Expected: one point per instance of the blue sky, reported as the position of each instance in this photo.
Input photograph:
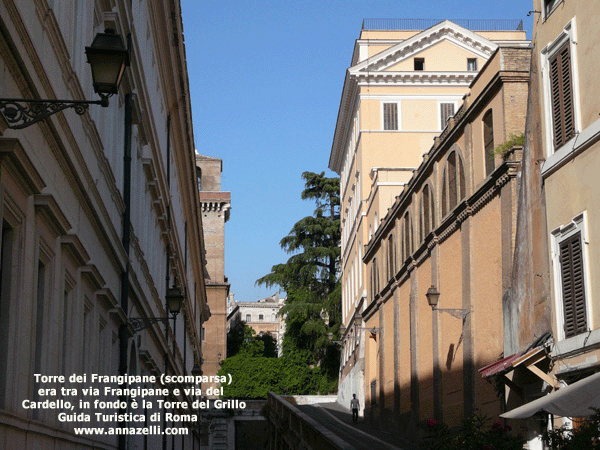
(266, 79)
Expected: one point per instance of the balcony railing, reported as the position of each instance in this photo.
(423, 24)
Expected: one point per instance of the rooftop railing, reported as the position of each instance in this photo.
(423, 24)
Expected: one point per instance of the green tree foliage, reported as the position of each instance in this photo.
(587, 435)
(255, 376)
(309, 277)
(310, 360)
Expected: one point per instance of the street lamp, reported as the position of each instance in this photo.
(107, 57)
(433, 297)
(174, 299)
(197, 370)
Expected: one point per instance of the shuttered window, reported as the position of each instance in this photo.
(390, 116)
(446, 111)
(561, 88)
(573, 288)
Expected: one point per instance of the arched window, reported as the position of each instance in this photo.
(407, 236)
(199, 177)
(427, 212)
(453, 186)
(374, 279)
(488, 142)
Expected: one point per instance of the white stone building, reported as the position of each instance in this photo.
(262, 316)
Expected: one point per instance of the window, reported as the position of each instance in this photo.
(390, 116)
(39, 328)
(561, 97)
(549, 6)
(407, 236)
(374, 279)
(446, 111)
(488, 142)
(453, 187)
(391, 250)
(569, 263)
(426, 212)
(199, 177)
(419, 63)
(561, 94)
(6, 260)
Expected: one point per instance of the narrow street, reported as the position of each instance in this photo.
(338, 420)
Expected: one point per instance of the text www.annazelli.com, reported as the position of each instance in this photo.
(131, 431)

- What you should do
Your task is to write out the lines from the one with "Expected: one point per instance of the balcony" through the end of the records, exactly and with nothing added.

- Answer in full
Expected: one point per instance of the balcony railing, reported as the position of each instance in this photo.
(423, 24)
Expected: one point per instance of the rooftop railing, reported as the position of each instance in this photo.
(423, 24)
Expected: one point per instance of the green tree foliage, reported as the position of each instance in this photo.
(587, 435)
(255, 376)
(309, 277)
(310, 360)
Expected: one point per instance of the street lamp, reported as the position of each instance in this photo.
(107, 57)
(433, 297)
(174, 299)
(197, 370)
Expected: one point per instance of the shuttered window, reported as the position of each instance in this photo.
(390, 116)
(446, 111)
(561, 88)
(573, 288)
Expected: one point per instance of the arched window, reported as the position of each instance in this photo.
(407, 236)
(199, 177)
(427, 212)
(453, 186)
(374, 279)
(488, 142)
Expected: one point per instance of the white stone building, reported as the position of each instance in this photo.
(262, 316)
Expected: one point per instance of the window, reported as the position of each instance in this photo.
(390, 116)
(39, 328)
(561, 97)
(549, 6)
(407, 236)
(374, 279)
(446, 111)
(488, 142)
(453, 187)
(391, 250)
(569, 263)
(426, 212)
(199, 177)
(419, 63)
(561, 94)
(6, 260)
Expected: one point per instance of the narrow street, reported as the position of each instance in this photo.
(338, 420)
Expected: one point per instance of the text www.annazelli.com, reported as the position of each instance in this photo.
(131, 431)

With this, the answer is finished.